_Source extract_:
## START

Content: Red Painted Red is back on track having accomplished their new full length album. This duo from Manchester (UK) has been always a bit like a sonic enigma as their work is hard to define.
That’s for sure the main strength of Yew and Simon Carroll, but on the other side, probably the main reason why they don’t really break through. “Hey Dum Dum” doesn’t clearly appeal to a wider audience although you rapidly will feel their love for quiet and evasive music.

The front cover of this cool digipak features a cat. That’s rather cute, but the point is that this little cat looks so sad… like having survived a terrible experience in life. I think this cover is quite symbolic for the sound, which is filled with reverie and sadness. The lyrics will not exactly make you happy. It all feels desperate and about desolation, but these kinds of feelings often appear to be a real help to compose great songs.

## END

_Objective A_: Rewrite the album review from "The front cover" up to and including "compose great songs.", putting "gatefold sleeve" in place of "digipak".
_Objective B_: Pick up the Red Painted Red album review where it stops, and carry it on.

_Record extracts_:
## START

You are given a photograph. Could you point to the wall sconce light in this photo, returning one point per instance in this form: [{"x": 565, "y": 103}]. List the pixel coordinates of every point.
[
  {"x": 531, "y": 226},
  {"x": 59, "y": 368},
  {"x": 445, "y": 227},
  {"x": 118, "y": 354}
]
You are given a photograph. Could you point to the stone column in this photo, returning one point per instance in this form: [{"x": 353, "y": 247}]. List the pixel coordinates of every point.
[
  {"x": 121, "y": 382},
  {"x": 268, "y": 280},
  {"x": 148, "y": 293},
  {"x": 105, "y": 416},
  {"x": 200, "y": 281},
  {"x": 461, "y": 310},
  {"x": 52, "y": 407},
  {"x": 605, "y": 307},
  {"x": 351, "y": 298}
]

## END

_Task output A_:
The front cover of this cool gatefold sleeve features a cat. That’s rather cute, but the point is that this little cat looks so sad… like having survived a terrible experience in life. I think this cover is quite symbolic for the sound, which is filled with reverie and sadness. The lyrics will not exactly make you happy. It all feels desperate and about desolation, but these kinds of feelings often appear to be a real help to compose great songs.

_Task output B_:
The half sung – half spoken and often whispering production of the vocals only accentuates the global content of the lyrics. It sounds a bit like there’s a ghost hanging over this work while at the same time it also reflects a real fragility. The sound is dark and minimal while often moving into a kind of cinematographic approach. A few more elements like gothic, (trip)-pop and even vague neo-classic ingredients can be noticed as well. The fine arrangements of guitar playing and electronic treatments are essential elements, which I especially like on “Late November”. One of the most accomplished songs “I’m No Johnny Cash” reveals cool electronic and somewhat space bleeps at one side and a neo-classic touch on the other side.

It’s not always easy to catch the music of Red Painted Red although there’s an intriguing element deep inside. The last tracks reveal some moody trip-pop influences, but the global atmosphere remains dark and desolate.

Conclusion: “Hey Dum Dum” reflects the darker side of the mind, which has been adapted into an evasive musical field.

Best songs: “I’m Not Johnny Cash”, “Late November”, 20 Floors”, “Don’t Give Up The Sun”.

Rate: (Elise Din:6½)Elise Din.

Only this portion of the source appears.